All the so called "experts" in my company..they are text-book experts (in this case "company design manual experts"). They dont really want to get their hands wet.

But surely your company must have designed a CDU before, otherwise the client would not have awarded the project to you? Normally clients demand a company experience list, not only of the past projects but also of the key personal that will be doing the work they are paying for.

 

Designing a CDU column is not really different from any other fractionator with at least one sidestripper and at least one pumparound. In fact: distillation principles are the same in all distillation columns, with or without strippers or PA's.

Sidestrippers only serve to remove lights from the sidedraws so as to meet flash point specs.

Pumparounds only serve to provide high level heat for feed preheat, or reboiling other distillation columns. You must realise though that they also affect the V/L ratios in the column and consequently affect fractionation (separation). A pumparound reduces the V/L ratio above its locating and consequently it requires more theoretical stages to achive the same separation. You should realise that, if you first make a design without pumparounds, adding pumparounds requires that you also add theoretical stages.

 

 

 

Since my converged simulation is based on specs of column cut points, how do I check in the simulation that my overflash is maintained at 5%?

Problem with Overflash is that there are two definitions floating around:

Originally Overflash is defined as the amount of extra vapor in the column feed, on top of the distillatie products.

However: most people nowadays call the liquid from the last tray immediately above the flashzone the Overflash. That liquid however also contains the Stripout from the bottoms section (where the residue is steam stripped).

I suspect that you and gegio use the latter definition as 5 % would be rather high if using first definition.

──────────────────────────────

Required tasks:
a - List everything the CDU design discussion says pumparounds do or require.
b - In the CDU design discussion, what is the only purpose of sidestrippers?
c - Continue the CDU design discussion from its final sentence.
The lines after the text are not needed for this work.

Recorded data:
──────────────────────────────

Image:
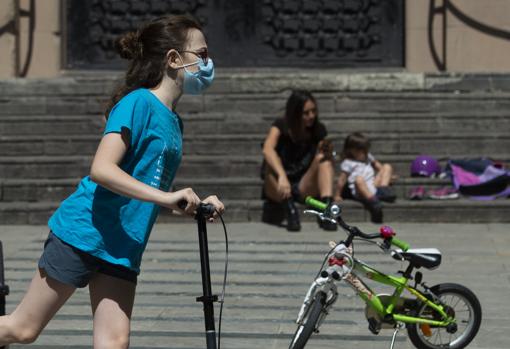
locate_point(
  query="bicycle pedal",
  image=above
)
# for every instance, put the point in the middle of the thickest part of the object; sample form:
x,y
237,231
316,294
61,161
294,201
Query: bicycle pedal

──────────────────────────────

Answers provided:
a -
- They provide high level heat for feed preheat or for reboiling other distillation columns.
- They affect the V/L ratios in the column.
- They affect fractionation (separation).
- They reduce the V/L ratio above their location.
- They require more theoretical stages to achieve the same separation.

b - They remove lights from the sidedraws so as to meet flash point specs.

c -
What matters is the amount of liquid from the last wash tray immediately above the flash zone, in relation to the hydrocarbon vapors from the flash zone. This dirty wash oil quantity should be about 10 wt% of the total hydrocarbon vapors (so without steam quantity) entering the wash section trays

 

 

But let's first start at the very beginning:

1) Which simulator are you using?

2) What crude are we talking about? Do you have a good crude assay?

3) Did you cut the whole crude into narrow boiling pseudofractions, and use that as input to the simulation? Or what do you use as input to the simulation?

4) What is a list of ALL the required product specifications? Surely there are more than just those two 90 % ASTM specs?

5) Is this a new CDU column in an existing refinery, or is this for a completely new refinery?

If it is in an existing refinery then I would expect that the client has requirements for the TBP cutpoints so as to suit existing downstream process units.

5) How many products streams are you producing in the CDU? For Example: Light Unstabilised Naphtha, Heavy Naphtha, Light Kerosene, Heavy Kerosene, Light Gasoil, Heavy Gasoil, Atmospheric Residue? Or what do you produce?

6) What are the (approximate) TBP cutpoints between all those fractions? In other words: what exactly does the client want to produce?

7) What pressure and temperature do you use in the reflux drum?

8) What pressure do you use in the flash zone?

 

EDIT: note that text about overflash is modified.

Edited by PingPong, 16 September 2013 - 10:51 AM.

[NAP]

Overflash def. - Fraction of excess crude vapourized..in other words, the total amount of vapors generated in excess to that required for the fractionation.

 

 

1) Which simulator are you using? HYSYS

2) What crude are we talking about? Do you have a good crude assay? Light Arabian. Yes, I have an assay.

3) Did you cut the whole crude into narrow boiling pseudofractions, and use that as input to the simulation? Or what do you use as input to the simulation? Using the TBP vs Vol%, light end fractions and bulk properties, I charecterized the crude and installed it in the simulation.

4) What is a list of ALL the required product specifications? Surely there are more than just those two 90 % ASTM specs?

Naphtha - ASTM D86 90% T 155 C max (spec for the aromatics complex)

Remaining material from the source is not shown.